- **課題 a**
次のページ本文の内容を二文で要約しなさい。

- **ページ本文**
● ● ● ● ●

ツイッターをクラブ運営に活用する 「IT活用でJクラブは変わる」第3回

えとみほ(江藤美帆)

栃木SCがソーシャルリスニングに取り組む理由

 このようにソーシャルメディアから顧客の声を拾うことをマーケティング用語では「ソーシャルリスニング」と言います。私がなぜこのソーシャルリスニングに取り組もうと思ったかというと、一般的に企業にとって長くお付き合いを続けたい「優良な顧客」ほど、文句も言わずにいなくなってしまうものだからです。そして、そんな彼らが本音をポロっと漏らすのが、ツイッターをはじめとしたソーシャルメディアなのです。

 企業と顧客の関係に限らず、すべての人間関係において同じことが言えると思うのですが、人が離れていくときは必ずその前に「サイン」があります。そのサインを見逃してしまうと、不満がどんどん蓄積されていき、気づいたときにはもう取り返しのつかない状態になっていることがよくあります。われわれサッカークラブというのは、ファン・サポーターとは単なる「サービス提供者と顧客」の関係ではなく、ともに戦う仲間だと私は考えています。であるならば、不満の芽が育つ前に摘み取るためにも、コミュニケーションはどんどんとるべきでしょう。

● ● ● ● ●

点アノテーションセットの記録:
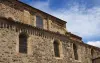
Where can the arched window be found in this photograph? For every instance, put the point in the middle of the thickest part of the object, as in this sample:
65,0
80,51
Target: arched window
39,22
75,52
56,49
23,43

● ● ● ● ●

- **課題 b**
上の記録のすべての行について、「arched window」を「round window」に置き換えて書き直しなさい。それ以外は変えず、画像は答えに含めないこと。

- **正しい出力 a**
ソーシャルメディアから顧客の声を拾うことを「ソーシャルリスニング」と言い、筆者がこれに取り組むのは、優良な顧客ほど文句も言わずにいなくなり、その本音をツイッターなどのソーシャルメディアで漏らすからである。人が離れていく前には必ずサインがあり、ファン・サポーターをともに戦う仲間と考えるならば、不満の芽が育つ前に摘み取るためにもコミュニケーションをどんどんとるべきだと筆者は述べている。

- **正しい出力 b**
Where can the round window be found in this photograph? For every instance, put the point in the middle of the thickest part of the object, as in this sample:
65,0
80,51
Target: round window
39,22
75,52
56,49
23,43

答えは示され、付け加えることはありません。